Sangstaken-Blackmore Tube

This is used to control bleeding from the oesophageal or gastric varies in clients with portal hypertension. It is a naso-gastric tube with separate oesophageal and gastric balloons and a separate lumen for gastric aspiration.

Method of Insertion

Naso-gastric tubes are usually inserted through the nostrils. (for method of insertion, the same method used in Tube Feeding). In case of intestinal tubes the addition of balloon on the tip of the tube makes its insertion through the nose more difficult for the client. Ordinarily, the tube can be inserted up to the stomach. Its passage along the remainder of the G.I. tract is dependent upon gravity and peristalsis. The weight of the mercury in the balloon helps to propel the tube through the intestines. Position of the patient and his activity is also aid in its passage. These are rarely used now-a-days.


1. Explain the procedure to the client to win his confidence and co-operation. Tell how he can co-operate in the procedure. Acceptance of the procedure by the client facilitates passage of the tube to the desired level and there is less possibility that he will pull it out.

2. The tubing should be lubricated fairly to facilitate its passage to prevent friction and trauma.

3. When the long intestinal tubes attached with balloon are used follow the directions given along with them e.g. mercury is introduced into some tubes before the tube is introduced, while in others, the mercury is introduced into the tube after it is passed.

4. The period for which the tube remains in the stomach or intestine depend upon:

a. The purpose of intubation.
b. The psychologic effect of the body.
c. The physiologic effect of intubation on electrolyte balance.

This may be left in, until normal peristalsis returns or until the obstruction is relieved.

5. The signs of return of peristalsis, such as the passing of gas from rectum or a spontaneous bowel movement should be reported to the surgeon as these usually indicate that the tube is no longer needed.

6. Handling of the intestinal tube should be done by the surgeon especially when there is a suture line that can be injured during intubation.

7. The tube should be secured in such a way that it does not cause any irritation in the nostrils.

8. Frequent mouth washes and application of an emollient to the lips are necessary to prevent drying of the mucus membranes.

9. Adequate fluid intake by means of I.V. route should be ensured to prevent dehydration. Intake and output chart is maintained.
------------------------------
> REQUIRED WORK
**1)** Rewrite the Sangstaken-Blackmore tube text from "3. When the" up to and including "it is passed.", substituting "tungsten" for "mercury".
**2)** Resume the Sangstaken-Blackmore tube text, continuing on from its final sentence.
The data that follows comes from a separate source and is unrelated to the Sangstaken-Blackmore tube text.

> DATA SEGMENT
------------------------------
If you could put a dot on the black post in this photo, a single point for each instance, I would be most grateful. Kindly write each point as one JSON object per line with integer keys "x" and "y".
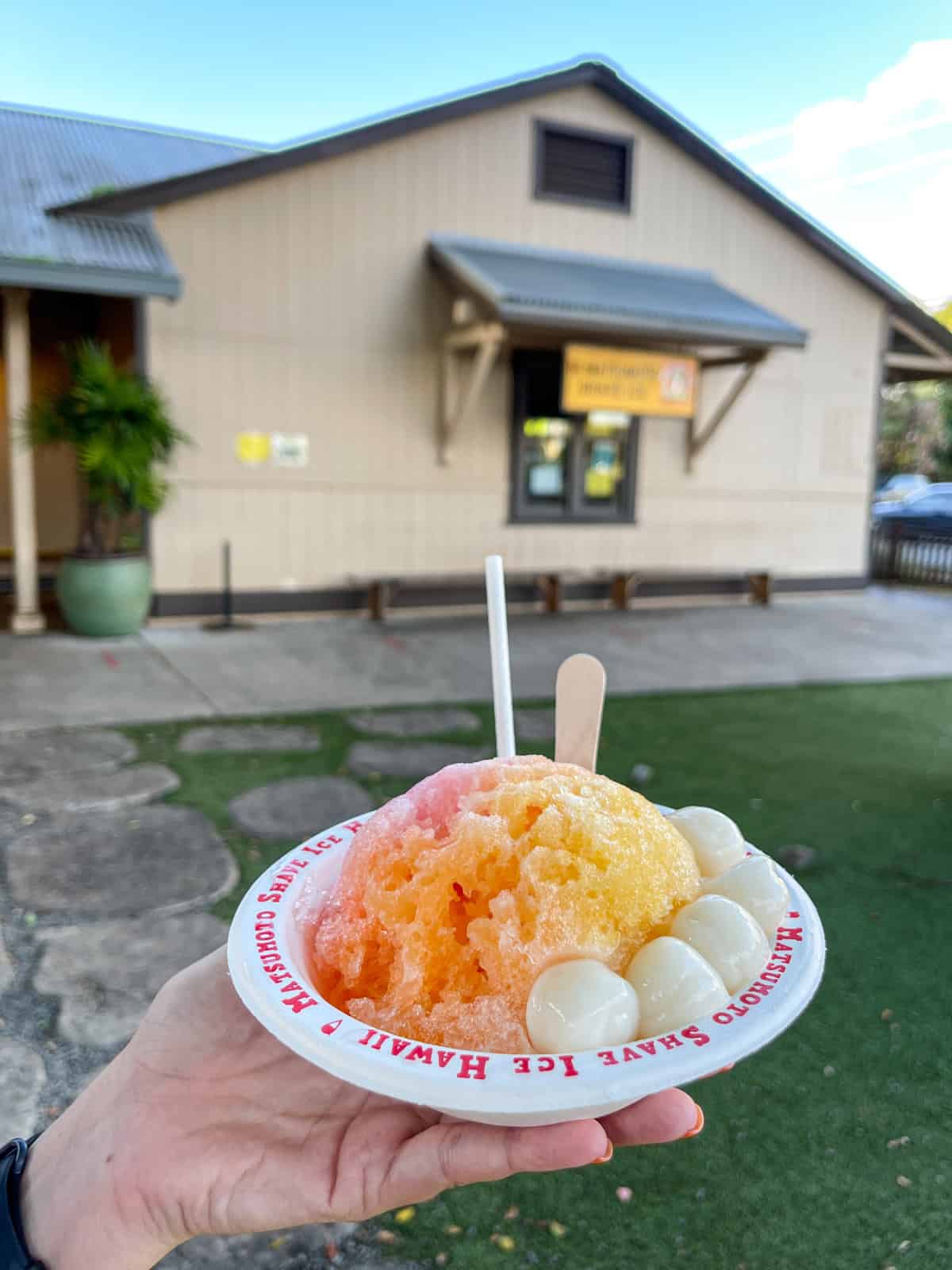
{"x": 226, "y": 620}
------------------------------
> OUTPUTS FOR THE TASKS
**1)**
3. When the long intestinal tubes attached with balloon are used follow the directions given along with them e.g. tungsten is introduced into some tubes before the tube is introduced, while in others, the tungsten is introduced into the tube after it is passed.

**2)**
10. The tubing that connects the naso-gastric tubes to the drainage bottle should be neither too long nor too short. It should give enough freedom to the client for movement in bed and at the same time, it should not form any kinks.

11. The gastro-intestinal tubes are irrigated with a small amount of normal saline frequently to keep the tube patent by preventing the plugging of the tube with mucus and blood clots. After the fluid is instilled, it should be aspirated immediately. The fluid is introduced and aspirated should be recorded accurately. If the irrigating fluid is not measured accurately, the amount of the total gastric drainage will be inaccurate.

12. The intestinal tubes should not be secured to the face until it has reached the desired point in the intestine, since taping or the tube will prevent from advancing with peristalsis.

13. The pull of the mercury at the end of the tube may move bowel along with the tube causing telescoping of the bowel which is a serious complication. The tube should be monitored by X-ray examination to assure that coiling of the tube or telescoping of the bowel has not occurred.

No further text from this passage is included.